WORK INSTRUCTION> How many lines in the data below contain the string "positive", counting only exact case matches? Reply with the number alone.

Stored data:
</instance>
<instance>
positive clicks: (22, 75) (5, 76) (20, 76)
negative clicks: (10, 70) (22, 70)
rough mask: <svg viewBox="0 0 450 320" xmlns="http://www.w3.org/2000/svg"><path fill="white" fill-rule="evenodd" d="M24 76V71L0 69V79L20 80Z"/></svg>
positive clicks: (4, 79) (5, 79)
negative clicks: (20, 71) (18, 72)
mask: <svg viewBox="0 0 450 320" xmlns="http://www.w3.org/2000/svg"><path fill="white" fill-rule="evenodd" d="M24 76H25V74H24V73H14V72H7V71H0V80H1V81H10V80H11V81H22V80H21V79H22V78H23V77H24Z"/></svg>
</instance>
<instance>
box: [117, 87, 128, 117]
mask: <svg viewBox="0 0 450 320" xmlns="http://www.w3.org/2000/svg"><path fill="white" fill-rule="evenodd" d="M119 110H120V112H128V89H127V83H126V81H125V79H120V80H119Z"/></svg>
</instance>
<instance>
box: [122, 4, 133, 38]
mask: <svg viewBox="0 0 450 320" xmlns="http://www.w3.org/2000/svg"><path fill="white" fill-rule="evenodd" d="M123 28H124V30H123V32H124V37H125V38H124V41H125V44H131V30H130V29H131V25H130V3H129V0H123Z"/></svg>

RESULT> 2